[SHORT EXERCISE] Repeat the listing in full. Nothing may be added or left out.

[GIVEN DATA]
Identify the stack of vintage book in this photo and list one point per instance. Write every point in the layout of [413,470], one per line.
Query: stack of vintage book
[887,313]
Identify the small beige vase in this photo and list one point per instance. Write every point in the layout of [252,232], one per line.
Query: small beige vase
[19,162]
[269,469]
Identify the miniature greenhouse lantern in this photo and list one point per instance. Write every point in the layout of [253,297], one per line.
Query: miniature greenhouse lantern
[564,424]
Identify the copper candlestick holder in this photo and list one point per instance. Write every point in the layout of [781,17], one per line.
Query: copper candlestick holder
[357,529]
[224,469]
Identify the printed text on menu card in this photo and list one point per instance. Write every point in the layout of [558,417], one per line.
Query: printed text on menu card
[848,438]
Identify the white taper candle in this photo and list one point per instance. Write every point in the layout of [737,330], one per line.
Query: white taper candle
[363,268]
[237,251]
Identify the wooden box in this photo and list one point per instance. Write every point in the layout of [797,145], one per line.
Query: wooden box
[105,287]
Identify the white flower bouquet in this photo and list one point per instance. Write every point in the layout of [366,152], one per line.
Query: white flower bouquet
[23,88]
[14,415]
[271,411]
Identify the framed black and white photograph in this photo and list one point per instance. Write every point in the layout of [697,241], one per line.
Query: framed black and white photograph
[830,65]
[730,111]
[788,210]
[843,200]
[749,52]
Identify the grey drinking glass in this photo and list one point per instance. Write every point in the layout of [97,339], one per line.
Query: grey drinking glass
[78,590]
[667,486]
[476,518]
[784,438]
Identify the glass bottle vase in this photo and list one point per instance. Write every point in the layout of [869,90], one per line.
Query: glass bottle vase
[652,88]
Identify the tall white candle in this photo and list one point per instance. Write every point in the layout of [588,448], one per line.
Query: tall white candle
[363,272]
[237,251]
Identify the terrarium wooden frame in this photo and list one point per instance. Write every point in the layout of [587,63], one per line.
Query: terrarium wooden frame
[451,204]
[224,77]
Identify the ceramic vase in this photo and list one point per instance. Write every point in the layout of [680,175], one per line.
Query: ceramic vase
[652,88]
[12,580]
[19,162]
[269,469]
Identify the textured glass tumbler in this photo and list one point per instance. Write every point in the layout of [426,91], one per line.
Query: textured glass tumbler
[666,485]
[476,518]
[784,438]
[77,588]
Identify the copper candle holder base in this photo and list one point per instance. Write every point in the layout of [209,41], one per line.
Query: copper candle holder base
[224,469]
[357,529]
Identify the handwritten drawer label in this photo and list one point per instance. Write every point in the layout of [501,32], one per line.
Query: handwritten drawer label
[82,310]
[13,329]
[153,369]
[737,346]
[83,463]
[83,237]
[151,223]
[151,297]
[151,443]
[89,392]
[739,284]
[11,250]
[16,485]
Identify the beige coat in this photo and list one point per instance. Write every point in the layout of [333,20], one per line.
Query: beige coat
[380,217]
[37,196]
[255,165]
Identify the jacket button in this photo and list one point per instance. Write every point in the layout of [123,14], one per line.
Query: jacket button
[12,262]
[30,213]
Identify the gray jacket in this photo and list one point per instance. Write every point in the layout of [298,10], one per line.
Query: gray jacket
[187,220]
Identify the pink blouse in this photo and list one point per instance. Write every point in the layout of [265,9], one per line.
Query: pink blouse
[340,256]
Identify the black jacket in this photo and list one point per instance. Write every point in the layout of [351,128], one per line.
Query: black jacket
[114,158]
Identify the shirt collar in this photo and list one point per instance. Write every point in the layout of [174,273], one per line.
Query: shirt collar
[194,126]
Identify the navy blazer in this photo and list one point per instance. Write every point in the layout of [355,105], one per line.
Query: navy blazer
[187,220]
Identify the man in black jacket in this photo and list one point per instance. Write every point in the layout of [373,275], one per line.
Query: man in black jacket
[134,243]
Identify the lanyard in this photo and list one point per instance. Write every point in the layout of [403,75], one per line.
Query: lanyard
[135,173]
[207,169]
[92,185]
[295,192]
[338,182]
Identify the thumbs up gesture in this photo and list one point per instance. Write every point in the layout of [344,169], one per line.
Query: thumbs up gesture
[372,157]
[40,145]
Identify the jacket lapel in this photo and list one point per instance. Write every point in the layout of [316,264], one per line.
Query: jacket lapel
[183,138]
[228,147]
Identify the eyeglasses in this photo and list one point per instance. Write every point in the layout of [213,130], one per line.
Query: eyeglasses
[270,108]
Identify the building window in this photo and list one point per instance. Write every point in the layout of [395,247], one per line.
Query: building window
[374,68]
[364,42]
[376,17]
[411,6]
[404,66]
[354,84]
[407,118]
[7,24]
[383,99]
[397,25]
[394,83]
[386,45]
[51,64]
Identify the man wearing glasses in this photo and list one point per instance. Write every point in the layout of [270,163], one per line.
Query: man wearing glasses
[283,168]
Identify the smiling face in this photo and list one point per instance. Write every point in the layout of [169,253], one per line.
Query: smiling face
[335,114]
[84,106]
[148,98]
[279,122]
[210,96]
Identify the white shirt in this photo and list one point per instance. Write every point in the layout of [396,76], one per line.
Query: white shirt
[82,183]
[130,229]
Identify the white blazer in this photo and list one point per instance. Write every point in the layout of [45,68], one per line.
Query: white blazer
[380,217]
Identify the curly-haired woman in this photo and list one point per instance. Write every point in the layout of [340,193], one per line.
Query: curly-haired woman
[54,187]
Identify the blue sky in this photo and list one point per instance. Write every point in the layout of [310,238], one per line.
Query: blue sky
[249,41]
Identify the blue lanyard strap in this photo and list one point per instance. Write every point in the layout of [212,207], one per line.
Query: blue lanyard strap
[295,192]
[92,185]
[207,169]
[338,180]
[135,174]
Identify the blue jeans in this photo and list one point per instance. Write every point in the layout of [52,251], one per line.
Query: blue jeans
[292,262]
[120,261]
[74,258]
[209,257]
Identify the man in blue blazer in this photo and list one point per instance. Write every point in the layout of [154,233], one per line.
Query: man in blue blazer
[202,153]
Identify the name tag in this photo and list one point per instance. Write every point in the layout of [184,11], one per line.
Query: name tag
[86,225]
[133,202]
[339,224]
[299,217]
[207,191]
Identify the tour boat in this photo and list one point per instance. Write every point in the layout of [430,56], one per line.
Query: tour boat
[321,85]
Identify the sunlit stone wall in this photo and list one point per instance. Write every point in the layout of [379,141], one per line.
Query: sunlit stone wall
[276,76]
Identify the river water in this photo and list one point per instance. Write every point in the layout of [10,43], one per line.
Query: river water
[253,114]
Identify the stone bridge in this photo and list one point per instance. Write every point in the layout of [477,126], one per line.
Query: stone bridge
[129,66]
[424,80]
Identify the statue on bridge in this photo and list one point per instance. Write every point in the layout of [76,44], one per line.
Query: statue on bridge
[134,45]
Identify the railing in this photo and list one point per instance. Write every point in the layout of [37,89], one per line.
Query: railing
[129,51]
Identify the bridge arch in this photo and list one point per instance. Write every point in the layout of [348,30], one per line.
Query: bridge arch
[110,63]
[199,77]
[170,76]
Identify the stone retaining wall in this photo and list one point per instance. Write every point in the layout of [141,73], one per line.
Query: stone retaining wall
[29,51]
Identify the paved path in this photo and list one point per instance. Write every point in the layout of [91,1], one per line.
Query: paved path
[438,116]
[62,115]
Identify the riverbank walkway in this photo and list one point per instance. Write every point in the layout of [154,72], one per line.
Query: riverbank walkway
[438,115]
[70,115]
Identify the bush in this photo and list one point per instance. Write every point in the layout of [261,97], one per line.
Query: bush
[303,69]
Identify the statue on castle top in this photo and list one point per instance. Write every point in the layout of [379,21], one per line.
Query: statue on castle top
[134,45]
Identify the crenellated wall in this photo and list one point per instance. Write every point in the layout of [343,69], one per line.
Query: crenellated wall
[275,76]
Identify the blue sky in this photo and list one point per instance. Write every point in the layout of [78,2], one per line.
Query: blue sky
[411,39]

[RESULT BELOW]
Identify the stack of vintage book in this photo and list one point per instance. Write every point in the layout of [413,470], one per line.
Query: stack of vintage book
[887,313]
Identify the small beige vase in this photo and list one point per instance. Write every point in the layout of [252,232], one per line.
Query: small beige vase
[19,162]
[269,469]
Identify the miniature greenhouse lantern in this photo and list one point per instance. Write every point in the layout of [253,297], one per line.
Query: miniature greenhouse lantern
[564,424]
Identify the copper candlestick holder in this photo and list one point per instance. Write every point in the layout of [781,17], one per line.
Query: copper candlestick holder
[357,529]
[224,469]
Identify the printed text on menu card in this photo and list one point per instance. Write every point in the layout of [558,417], one per line.
Query: printed text on menu card
[848,438]
Identify the white taper candle in this photo and list one point per instance. Write every point in the layout of [737,330], one per line.
Query: white taper candle
[363,268]
[237,251]
Identify the wooden box in this photo and list one point per instance. Write every point in the layout of [797,145], one per line.
Query: wooden box
[105,287]
Identify the white flower bouquet in this photo and list one point per instance. Write every point in the layout of [366,152], one per line.
Query: white flower bouquet
[23,88]
[14,415]
[271,411]
Identify the framed black and white photograph in this photo and list one point per instance. Write every point in the layout of [697,241], one per line.
Query: framed black and white photograph
[830,65]
[730,111]
[788,210]
[843,200]
[749,52]
Identify the grey drinking glass in this photo and list one point per instance. Write every point in the layout of [97,339], one per line.
Query: grey drinking glass
[78,590]
[667,486]
[476,518]
[784,438]
Identify the glass bottle vase in this photo and list one point per instance. Write every point in the layout of [869,90], one per line.
Query: glass bottle vase
[652,88]
Identify the tall white candle in this photo and list one point per instance. Write every point in the layout of [588,448], one per line.
Query: tall white candle
[363,272]
[237,251]
Identify the terrarium wooden frame in this photo and list one point per instance. Write every point in the layout of [587,63], one per line.
Query: terrarium wooden frame
[451,204]
[224,77]
Identify the ceramic vase in this photo and list one point per instance. Write every point in the layout of [680,175], one per line.
Query: ceramic vase
[652,88]
[12,580]
[19,162]
[269,469]
Identify the textured glass tumbler in this photo and list one point per instance. Write every point in the layout of [426,91], one per line.
Query: textured glass tumbler
[666,485]
[476,518]
[784,438]
[77,588]
Identify the copper candle holder base in this photo and list one point per instance. Write every point in the layout of [209,41], one per line.
Query: copper candle holder base
[224,469]
[357,529]
Identify the handwritten drawer label in this photo and list one point per instance. Write every point in the layout of [501,32], one per line.
Query: handwritten drawer label
[82,310]
[13,329]
[153,369]
[737,346]
[83,463]
[83,237]
[151,223]
[151,297]
[151,443]
[89,392]
[739,284]
[11,250]
[16,485]
Identify the beige coat in this photo and list one point per instance. Write every point in the layout of [333,20], one per line.
Query: beige coat
[380,217]
[37,196]
[255,165]
Identify the jacket button in this photo and list one point per instance. Write every point in the layout of [123,14], one per line.
Query: jacket button
[12,262]
[30,213]
Identify the gray jacket in this photo and list one point per instance. Write every point in the layout of [298,10], one per line.
Query: gray jacket
[187,220]
Identify the pink blouse in this photo and list one point per instance. Write every point in the layout of [265,9], one per line.
Query: pink blouse
[340,256]
Identify the black jacket in this photo and list one point per instance. Write every point in the layout of [351,128], one per line.
Query: black jacket
[114,158]
Identify the shirt collar in this photo and list one point per instance. Write every point in the layout of [174,273], one per line.
Query: shirt collar
[194,126]
Identify the navy blazer in this photo and list one point per instance. Write every point in the layout of [355,105], one per line.
Query: navy blazer
[187,220]
Identify the man in black jacket in this photo and list one point per instance. Write every point in the layout of [373,275], one per line.
Query: man in black jacket
[134,243]
Identify the lanyard in this photo and list one point per instance. Write every point in the layout of [403,75], one per line.
Query: lanyard
[135,173]
[207,169]
[92,185]
[295,192]
[338,182]
Identify the thumbs up gesture in this photo and list one point per instance. Write every point in the layout of [344,169], one per line.
Query: thumbs up gesture
[372,157]
[40,145]
Identify the jacket lapel in this photo and list one point per instance. Write every point in the layout of [316,264], one per line.
Query: jacket lapel
[183,138]
[228,147]
Identify the eyeglasses in this photo and list one point per instance. Write every point in the layout of [213,130], one per line.
Query: eyeglasses
[270,108]
Identify the building window in this photo and list one point per instance. Write every point in the layout of [395,247], one per line.
Query: building window
[374,68]
[364,42]
[376,17]
[411,6]
[404,66]
[354,84]
[407,118]
[7,24]
[383,99]
[397,25]
[394,83]
[386,45]
[51,64]
Identify the man wearing glasses in this photo and list one point per instance. Write every point in the layout of [270,163], one per line.
Query: man wearing glasses
[283,168]
Identify the smiling face in this photo and list one point per instance. Write every point in the layout of [169,253], one per line.
Query: smiling face
[335,114]
[84,106]
[148,98]
[279,122]
[210,96]
Identify the white shirt in this photo and list one point per instance. Write every point in the layout of [396,76], one per line.
Query: white shirt
[82,183]
[130,229]
Identify the white blazer in this photo and list one point per instance. Write every point in the layout of [45,68], one per line.
Query: white blazer
[380,217]
Identify the curly-haired woman in this photo and list one point per instance. Write every point in the layout of [340,193], one per line.
Query: curly-haired woman
[54,187]
Identify the blue sky in this photo and list one point per instance. Write every point in the layout of [310,238], one per line.
Query: blue sky
[249,41]
Identify the blue lanyard strap in this photo and list one point per instance. Write every point in the layout of [212,207], one per line.
Query: blue lanyard strap
[295,192]
[92,185]
[207,169]
[338,180]
[135,174]
Identify the blue jeans in this photo and list one point per instance. Write every point in the layout of [52,251], one per line.
Query: blue jeans
[292,262]
[120,261]
[74,258]
[209,257]
Identify the man in blue blazer in this photo and list one point per instance. Write every point in the layout of [154,233], one per line.
Query: man in blue blazer
[202,153]
Identify the name tag in this photo and list one point per instance. Write every point in the layout of [184,11], one per line.
Query: name tag
[86,225]
[133,202]
[339,224]
[299,217]
[207,191]
Identify the tour boat in this photo and list one point per instance. Write every point in the layout of [430,56], one per line.
Query: tour boat
[321,85]
Identify the sunlit stone wall in this photo and list one point per instance. Write every point in the layout of [379,141], one per line.
Query: sunlit stone wall
[276,76]
Identify the river water in this photo and list one point per instance. Write every point in the layout of [10,43], one per line.
Query: river water
[253,114]
Identify the stone bridge in this photo and list one point per instance. Write every point in the layout of [477,126], one per line.
Query: stone bridge
[129,66]
[424,80]
Identify the statue on bridge in this photo and list one point per instance. Write every point in the layout of [76,44], one per line.
Query: statue on bridge
[134,45]
Identify the railing in this photo and list one point per instance. Write every point in the layout of [37,89], one per line.
Query: railing
[129,51]
Identify the bridge arch in this photo and list one point per instance. Write every point in the layout of [348,30], one per line.
Query: bridge arch
[110,63]
[199,77]
[170,76]
Identify the stone retaining wall in this photo and list one point per instance. Write every point in the layout of [141,73], one per line.
Query: stone retaining wall
[29,51]
Identify the paved path in this photo and list one point per instance. Write every point in the layout of [91,1], one per line.
Query: paved path
[438,116]
[62,115]
Identify the riverbank walkway in this photo and list one point per instance. Write every point in the layout of [154,72], one per line.
Query: riverbank walkway
[438,115]
[70,115]
Identify the bush in this photo and list one point per instance. Write every point in the layout of [261,97], one per line.
Query: bush
[303,69]
Identify the statue on castle top in this photo and list one point per instance. Write every point in the layout of [379,21], one per line.
Query: statue on castle top
[134,45]
Identify the crenellated wall in this photo and list one point per instance. Write every point in the layout of [343,69], one per line.
Query: crenellated wall
[275,76]
Identify the blue sky in this photo and list one point per instance. Write every point in the layout of [78,2], one per line.
Query: blue sky
[411,39]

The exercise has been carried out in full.